### DATA
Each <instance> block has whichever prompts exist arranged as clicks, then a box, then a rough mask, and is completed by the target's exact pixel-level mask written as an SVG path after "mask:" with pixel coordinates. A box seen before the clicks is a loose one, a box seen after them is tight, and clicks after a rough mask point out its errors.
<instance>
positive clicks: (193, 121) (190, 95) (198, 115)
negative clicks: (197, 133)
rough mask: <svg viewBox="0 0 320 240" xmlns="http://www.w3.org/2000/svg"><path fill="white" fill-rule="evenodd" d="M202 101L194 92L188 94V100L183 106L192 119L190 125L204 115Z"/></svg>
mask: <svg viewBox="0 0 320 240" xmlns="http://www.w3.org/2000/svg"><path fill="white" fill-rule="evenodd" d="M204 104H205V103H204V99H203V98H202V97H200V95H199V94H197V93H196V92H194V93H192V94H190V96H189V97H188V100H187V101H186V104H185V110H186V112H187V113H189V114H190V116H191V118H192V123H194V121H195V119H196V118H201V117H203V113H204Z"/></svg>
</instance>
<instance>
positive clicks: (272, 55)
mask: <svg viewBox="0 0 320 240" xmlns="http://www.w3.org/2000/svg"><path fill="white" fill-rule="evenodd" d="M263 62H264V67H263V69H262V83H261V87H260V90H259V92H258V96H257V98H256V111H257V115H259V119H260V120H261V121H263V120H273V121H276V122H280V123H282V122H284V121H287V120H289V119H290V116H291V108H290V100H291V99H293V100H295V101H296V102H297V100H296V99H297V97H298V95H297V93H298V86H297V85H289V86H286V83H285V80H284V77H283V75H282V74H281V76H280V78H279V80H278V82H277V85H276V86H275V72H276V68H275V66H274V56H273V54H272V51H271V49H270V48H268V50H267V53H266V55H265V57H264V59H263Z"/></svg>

### THE TASK
Would you please write out the entire listing exactly?

### FINISHED EXERCISE
Each <instance> block has whichever prompts exist arranged as clicks, then a box, then a rough mask, and is completed by the target's exact pixel-level mask written as an SVG path after "mask:" with pixel coordinates. A box seen before the clicks is a loose one, a box seen after them is tight, and clicks after a rough mask point out its errors.
<instance>
positive clicks: (193, 121) (190, 95) (198, 115)
negative clicks: (197, 133)
rough mask: <svg viewBox="0 0 320 240" xmlns="http://www.w3.org/2000/svg"><path fill="white" fill-rule="evenodd" d="M202 101L194 92L188 94V100L183 106L192 119L190 125L204 115Z"/></svg>
mask: <svg viewBox="0 0 320 240" xmlns="http://www.w3.org/2000/svg"><path fill="white" fill-rule="evenodd" d="M204 104H205V103H204V99H203V98H202V97H200V95H199V94H197V93H196V92H194V93H192V94H190V96H189V97H188V100H187V101H186V104H185V110H186V112H187V113H189V114H190V116H191V118H192V123H194V121H195V119H196V118H201V117H203V113H204Z"/></svg>
</instance>
<instance>
positive clicks: (272, 55)
mask: <svg viewBox="0 0 320 240" xmlns="http://www.w3.org/2000/svg"><path fill="white" fill-rule="evenodd" d="M263 62H264V67H263V69H262V83H261V87H260V90H259V92H258V96H257V98H256V111H257V115H259V119H260V120H261V121H263V120H273V121H276V122H280V123H282V122H284V121H287V120H289V119H290V116H291V108H290V100H291V99H293V100H295V101H296V102H297V100H296V99H297V97H298V95H297V93H298V86H297V85H289V86H286V83H285V80H284V77H283V75H282V74H281V76H280V78H279V80H278V82H277V85H276V86H275V72H276V68H275V66H274V56H273V54H272V51H271V49H270V48H268V50H267V53H266V55H265V57H264V59H263Z"/></svg>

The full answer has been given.